(ENTRIES PROVIDED Opens)

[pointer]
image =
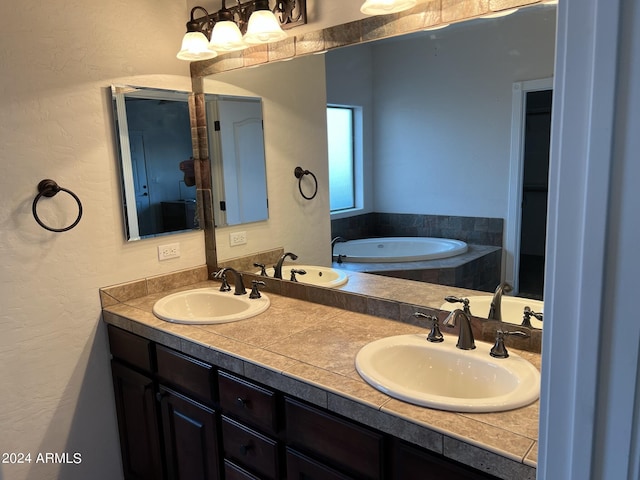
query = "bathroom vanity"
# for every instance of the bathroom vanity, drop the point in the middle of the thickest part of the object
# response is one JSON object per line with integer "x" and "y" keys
{"x": 277, "y": 396}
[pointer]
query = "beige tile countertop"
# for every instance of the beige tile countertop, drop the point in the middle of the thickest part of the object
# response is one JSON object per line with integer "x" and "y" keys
{"x": 308, "y": 350}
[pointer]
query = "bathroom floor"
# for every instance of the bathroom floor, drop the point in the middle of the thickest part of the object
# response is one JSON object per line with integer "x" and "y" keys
{"x": 531, "y": 276}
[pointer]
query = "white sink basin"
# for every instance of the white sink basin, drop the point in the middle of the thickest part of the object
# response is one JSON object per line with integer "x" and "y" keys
{"x": 441, "y": 376}
{"x": 208, "y": 305}
{"x": 319, "y": 276}
{"x": 512, "y": 308}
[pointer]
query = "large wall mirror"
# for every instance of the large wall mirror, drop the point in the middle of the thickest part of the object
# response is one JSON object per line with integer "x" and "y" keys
{"x": 438, "y": 106}
{"x": 156, "y": 158}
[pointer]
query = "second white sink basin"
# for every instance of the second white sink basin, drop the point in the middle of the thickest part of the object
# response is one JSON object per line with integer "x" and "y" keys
{"x": 512, "y": 308}
{"x": 208, "y": 305}
{"x": 316, "y": 275}
{"x": 441, "y": 376}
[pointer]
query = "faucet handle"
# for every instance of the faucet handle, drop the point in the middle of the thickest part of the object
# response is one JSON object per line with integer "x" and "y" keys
{"x": 263, "y": 269}
{"x": 453, "y": 299}
{"x": 255, "y": 291}
{"x": 225, "y": 287}
{"x": 435, "y": 335}
{"x": 526, "y": 317}
{"x": 296, "y": 271}
{"x": 499, "y": 350}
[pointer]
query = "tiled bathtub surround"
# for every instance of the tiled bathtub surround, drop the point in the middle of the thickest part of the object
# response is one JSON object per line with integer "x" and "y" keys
{"x": 475, "y": 270}
{"x": 474, "y": 230}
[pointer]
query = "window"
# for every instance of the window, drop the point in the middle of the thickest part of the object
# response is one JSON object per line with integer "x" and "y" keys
{"x": 340, "y": 131}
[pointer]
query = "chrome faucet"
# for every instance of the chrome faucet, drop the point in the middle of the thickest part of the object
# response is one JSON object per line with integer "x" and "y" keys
{"x": 278, "y": 266}
{"x": 495, "y": 312}
{"x": 237, "y": 279}
{"x": 463, "y": 319}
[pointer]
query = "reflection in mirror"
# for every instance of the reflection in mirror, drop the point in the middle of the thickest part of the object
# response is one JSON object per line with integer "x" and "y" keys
{"x": 238, "y": 168}
{"x": 154, "y": 139}
{"x": 440, "y": 144}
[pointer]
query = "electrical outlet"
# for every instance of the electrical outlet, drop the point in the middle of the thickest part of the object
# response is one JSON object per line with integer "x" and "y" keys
{"x": 237, "y": 238}
{"x": 170, "y": 250}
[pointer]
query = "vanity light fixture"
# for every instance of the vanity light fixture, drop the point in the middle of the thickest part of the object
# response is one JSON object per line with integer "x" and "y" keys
{"x": 384, "y": 7}
{"x": 222, "y": 32}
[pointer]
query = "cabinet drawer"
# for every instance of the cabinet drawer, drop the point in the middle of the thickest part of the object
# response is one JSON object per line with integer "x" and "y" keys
{"x": 249, "y": 448}
{"x": 335, "y": 441}
{"x": 248, "y": 402}
{"x": 130, "y": 348}
{"x": 186, "y": 374}
{"x": 301, "y": 467}
{"x": 234, "y": 472}
{"x": 413, "y": 463}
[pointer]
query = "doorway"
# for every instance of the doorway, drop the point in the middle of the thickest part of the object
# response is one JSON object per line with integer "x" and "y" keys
{"x": 535, "y": 188}
{"x": 525, "y": 226}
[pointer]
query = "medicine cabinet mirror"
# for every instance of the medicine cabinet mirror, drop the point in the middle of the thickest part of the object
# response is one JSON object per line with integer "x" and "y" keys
{"x": 154, "y": 142}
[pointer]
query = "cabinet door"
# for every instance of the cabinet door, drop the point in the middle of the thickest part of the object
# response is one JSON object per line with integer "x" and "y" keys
{"x": 190, "y": 438}
{"x": 338, "y": 443}
{"x": 137, "y": 424}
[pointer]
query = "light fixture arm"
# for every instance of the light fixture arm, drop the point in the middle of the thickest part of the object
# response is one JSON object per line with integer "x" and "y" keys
{"x": 290, "y": 14}
{"x": 201, "y": 24}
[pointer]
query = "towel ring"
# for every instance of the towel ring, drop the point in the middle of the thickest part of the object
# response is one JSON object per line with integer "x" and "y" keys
{"x": 299, "y": 172}
{"x": 49, "y": 188}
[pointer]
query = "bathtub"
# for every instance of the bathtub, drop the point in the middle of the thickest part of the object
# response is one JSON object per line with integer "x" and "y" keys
{"x": 398, "y": 249}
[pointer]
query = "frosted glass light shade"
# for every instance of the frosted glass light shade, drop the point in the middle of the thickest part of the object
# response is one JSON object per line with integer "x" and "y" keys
{"x": 195, "y": 46}
{"x": 226, "y": 37}
{"x": 263, "y": 28}
{"x": 384, "y": 7}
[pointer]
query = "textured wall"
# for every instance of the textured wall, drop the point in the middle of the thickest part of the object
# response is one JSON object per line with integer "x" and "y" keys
{"x": 58, "y": 58}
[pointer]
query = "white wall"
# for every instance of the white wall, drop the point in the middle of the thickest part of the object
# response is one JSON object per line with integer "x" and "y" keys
{"x": 590, "y": 397}
{"x": 295, "y": 130}
{"x": 443, "y": 113}
{"x": 58, "y": 60}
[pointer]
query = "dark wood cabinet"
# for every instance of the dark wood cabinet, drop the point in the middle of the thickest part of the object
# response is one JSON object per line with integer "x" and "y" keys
{"x": 184, "y": 419}
{"x": 137, "y": 424}
{"x": 190, "y": 438}
{"x": 412, "y": 463}
{"x": 350, "y": 447}
{"x": 301, "y": 467}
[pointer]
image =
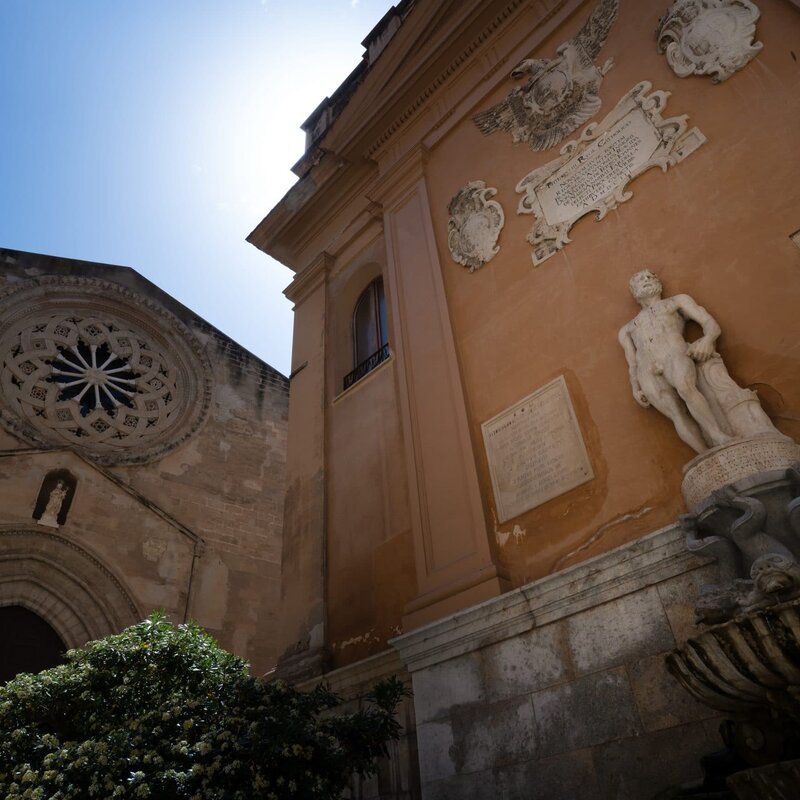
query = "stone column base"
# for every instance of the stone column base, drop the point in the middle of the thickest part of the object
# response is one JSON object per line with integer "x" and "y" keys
{"x": 728, "y": 463}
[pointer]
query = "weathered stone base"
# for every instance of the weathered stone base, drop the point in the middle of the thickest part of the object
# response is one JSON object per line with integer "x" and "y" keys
{"x": 711, "y": 471}
{"x": 558, "y": 690}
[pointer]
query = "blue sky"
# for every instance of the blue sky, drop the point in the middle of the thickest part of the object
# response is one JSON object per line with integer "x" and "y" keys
{"x": 157, "y": 133}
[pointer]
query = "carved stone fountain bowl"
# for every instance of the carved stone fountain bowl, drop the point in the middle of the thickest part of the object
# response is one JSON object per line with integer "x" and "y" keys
{"x": 751, "y": 662}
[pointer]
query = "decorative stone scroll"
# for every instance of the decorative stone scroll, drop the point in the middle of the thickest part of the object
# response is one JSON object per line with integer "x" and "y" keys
{"x": 709, "y": 37}
{"x": 561, "y": 93}
{"x": 594, "y": 170}
{"x": 474, "y": 225}
{"x": 535, "y": 451}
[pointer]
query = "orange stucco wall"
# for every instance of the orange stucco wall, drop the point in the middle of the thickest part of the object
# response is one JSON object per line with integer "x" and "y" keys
{"x": 715, "y": 226}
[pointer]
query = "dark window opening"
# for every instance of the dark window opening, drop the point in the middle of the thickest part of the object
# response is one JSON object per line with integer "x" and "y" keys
{"x": 370, "y": 332}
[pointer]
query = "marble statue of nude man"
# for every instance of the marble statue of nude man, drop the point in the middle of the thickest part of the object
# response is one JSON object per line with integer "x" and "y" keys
{"x": 663, "y": 365}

(ENTRIES PROVIDED Closes)

--- THE PROBLEM ---
The records above are to be copied exactly, without their pictures.

--- EXPECTED ANSWER ---
[pointer]
image =
query = "bathroom vanity"
# for every instance of the bathroom vanity, drop the point in the middle of the thickest part of the object
# response is one JSON object per line with integer "x" and "y" keys
{"x": 277, "y": 396}
[pointer]
query = "beige tile countertop"
# for every instance of the beige tile countertop, drop the point in the middle of the thickest part of the object
# response is one JSON object per line with integer "x" and "y" keys
{"x": 308, "y": 350}
[pointer]
query = "bathroom floor"
# for every instance of the bathroom floor, drop the point in the middle of the thickest part of the object
# response is one JSON object per line with integer "x" and "y" keys
{"x": 531, "y": 276}
[pointer]
query = "white sink basin"
# for every instance of the white sink basin, drop the point in the middle of the thickest part of the object
# response is one JSON object per line with integer "x" and "y" keys
{"x": 441, "y": 376}
{"x": 208, "y": 305}
{"x": 319, "y": 276}
{"x": 512, "y": 308}
[pointer]
query = "large wall mirror"
# for every instance of the large wall mirror, drop the point in the middle of the thickest part of the object
# response is one JSON object per line with integer "x" and "y" keys
{"x": 438, "y": 106}
{"x": 156, "y": 158}
[pointer]
query = "second white sink basin"
# for every instance of the second white sink basin, drop the point in the middle of the thickest part of the object
# response is one JSON object per line with integer "x" and "y" keys
{"x": 512, "y": 308}
{"x": 208, "y": 305}
{"x": 316, "y": 275}
{"x": 441, "y": 376}
[pointer]
query = "faucet handle"
# for every instance of the faucet handle, drop the point in the middle of the thickest part of the object
# response is one JSON object per line with integer "x" and "y" keys
{"x": 263, "y": 269}
{"x": 453, "y": 299}
{"x": 255, "y": 291}
{"x": 225, "y": 287}
{"x": 435, "y": 335}
{"x": 526, "y": 317}
{"x": 296, "y": 271}
{"x": 499, "y": 350}
[pointer]
query = "tiled bathtub surround"
# for every instance of the tiled bathtub surround, drop the point in the middle of the thickest part of the object
# response is one JSON object per line with integer "x" and "y" keys
{"x": 475, "y": 270}
{"x": 474, "y": 230}
[pointer]
query = "window"
# for every instance of the window, drop the point in the middle of the thickest part of the object
# response is one JSON object per line with integer "x" and "y" keys
{"x": 340, "y": 131}
[pointer]
query = "chrome faucet"
# for every instance of the chrome faucet, drop the point in the middle of the thickest part of the object
# response is one JSON object per line with integer "x" and "y" keys
{"x": 278, "y": 266}
{"x": 495, "y": 312}
{"x": 237, "y": 279}
{"x": 463, "y": 319}
[pointer]
query = "reflection in mirror"
# for every instance of the reflection in mirror, drop the point in the middle of the thickest part of the object
# response is one JSON object per line with integer "x" and "y" keys
{"x": 238, "y": 168}
{"x": 154, "y": 139}
{"x": 440, "y": 144}
[pointer]
query = "electrical outlet"
# for every instance of the electrical outlet, drop the point in the middle of the thickest part of the object
# response is one JSON object per line with integer "x" and "y" keys
{"x": 237, "y": 238}
{"x": 170, "y": 250}
[pointer]
query = "vanity light fixture"
# for every instance of the vanity light fixture, drop the point in the middle of the thickest part of the object
# response is one JSON object per line with integer "x" and "y" keys
{"x": 384, "y": 7}
{"x": 222, "y": 32}
[pointer]
query = "cabinet drawer"
# for every instance of the cabinet drawer, drop the point in the middle of the thickest part of the object
# response is one JSON object per line with integer "x" and "y" keys
{"x": 249, "y": 448}
{"x": 335, "y": 441}
{"x": 248, "y": 402}
{"x": 130, "y": 348}
{"x": 186, "y": 374}
{"x": 301, "y": 467}
{"x": 234, "y": 472}
{"x": 413, "y": 463}
[pointer]
query = "doorway"
# for every instance of the doorway, drop the point in the middle of the thickest part of the object
# response is one JSON object per line with integer "x" and "y" keys
{"x": 535, "y": 188}
{"x": 525, "y": 226}
[pointer]
query = "medicine cabinet mirror"
# for every instance of the medicine cabinet mirror, drop the point in the middle of the thickest part of the object
# response is one JSON object per line with integer "x" and "y" keys
{"x": 154, "y": 142}
[pointer]
query = "cabinet door"
# for every instance of the cabinet door, drop the point in the middle of the thickest part of the object
# response is one JSON object per line with integer "x" and "y" keys
{"x": 190, "y": 438}
{"x": 338, "y": 443}
{"x": 137, "y": 424}
[pointer]
query = "light fixture arm"
# for every instance of the light fixture arm, drop the point in the middle of the thickest part of the object
# response is one JSON object per line with integer "x" and "y" keys
{"x": 290, "y": 14}
{"x": 201, "y": 24}
[pointer]
query = "towel ring"
# for every instance of the towel ring, drop the point in the middle of the thickest part of the object
# response is one JSON object per line with integer "x" and "y" keys
{"x": 299, "y": 172}
{"x": 49, "y": 188}
[pointer]
query = "bathtub"
# for every instance of the bathtub, drop the point in the middle of the thickest part of the object
# response is one JSON object per line with integer "x" and "y" keys
{"x": 398, "y": 249}
[pointer]
query = "frosted glass light shade"
# for every instance of the frosted glass light shade, drop the point in the middle of the thickest part of the object
# response is one JSON object per line with integer "x" and "y" keys
{"x": 195, "y": 46}
{"x": 226, "y": 37}
{"x": 263, "y": 28}
{"x": 384, "y": 7}
[pointer]
query = "textured wall"
# for every instance of the textured wall, drop the point in the middle of the thickest part of the object
# response is one JSON object per line with integer "x" and "y" keys
{"x": 58, "y": 58}
[pointer]
query = "white wall"
# for every instance of the white wall, drop the point in the middle of the thickest part of the object
# response is one JSON object per line with integer "x" and "y" keys
{"x": 590, "y": 397}
{"x": 295, "y": 130}
{"x": 443, "y": 113}
{"x": 58, "y": 60}
[pointer]
query = "dark wood cabinet"
# for every instance of the dark wood cabinet, drop the point in the middle of the thickest part of the object
# response is one JSON object per line with integer "x" and "y" keys
{"x": 184, "y": 419}
{"x": 137, "y": 424}
{"x": 190, "y": 438}
{"x": 412, "y": 463}
{"x": 350, "y": 447}
{"x": 301, "y": 467}
[pointer]
image =
query = "stone column base"
# for every instance of the stone column base, drop the point in the middle of the thickest part of the object
# response is one JSON object per line with integer "x" and "y" keys
{"x": 728, "y": 463}
[pointer]
query = "weathered stone base"
# for every instance of the weathered stone base, drop the point in the middle of the thickest part of the object
# response is one JSON object per line with integer "x" and "y" keys
{"x": 711, "y": 471}
{"x": 558, "y": 690}
[pointer]
query = "blue sky"
# for every instance of the blue sky, drop the point in the middle of the thickest part of the object
# response is one JSON object per line with integer "x" and "y" keys
{"x": 157, "y": 133}
[pointer]
query = "carved stone fountain bowl"
# for every instance of the carved stone fountain bowl, drop the point in the middle of the thickest part of the object
# response is one JSON object per line with integer "x" and "y" keys
{"x": 751, "y": 662}
[pointer]
query = "decorative stone scroll"
# for every instance of the decorative stone scroll, drop the point in the middle of the thickest part of the object
# response is one JSON object per line with integer "x" and "y" keys
{"x": 709, "y": 37}
{"x": 561, "y": 93}
{"x": 594, "y": 170}
{"x": 474, "y": 225}
{"x": 535, "y": 451}
[pointer]
query = "orange stucco wall"
# for every instance of the orange stucco wall, drop the point in the middle of the thickest part of the object
# response is one JSON object per line with integer "x" and "y" keys
{"x": 715, "y": 226}
[pointer]
query = "dark window opening"
# for every instance of the dark window opening, drop the point in the middle of the thickest part of the object
# response is one JSON object per line with integer "x" and "y" keys
{"x": 370, "y": 332}
[pointer]
query = "marble statue of nude man"
# for every instance of the marble statue of nude man, drop the point in the middle of the thickest part of the object
# response is one JSON object per line with integer "x" and "y" keys
{"x": 663, "y": 365}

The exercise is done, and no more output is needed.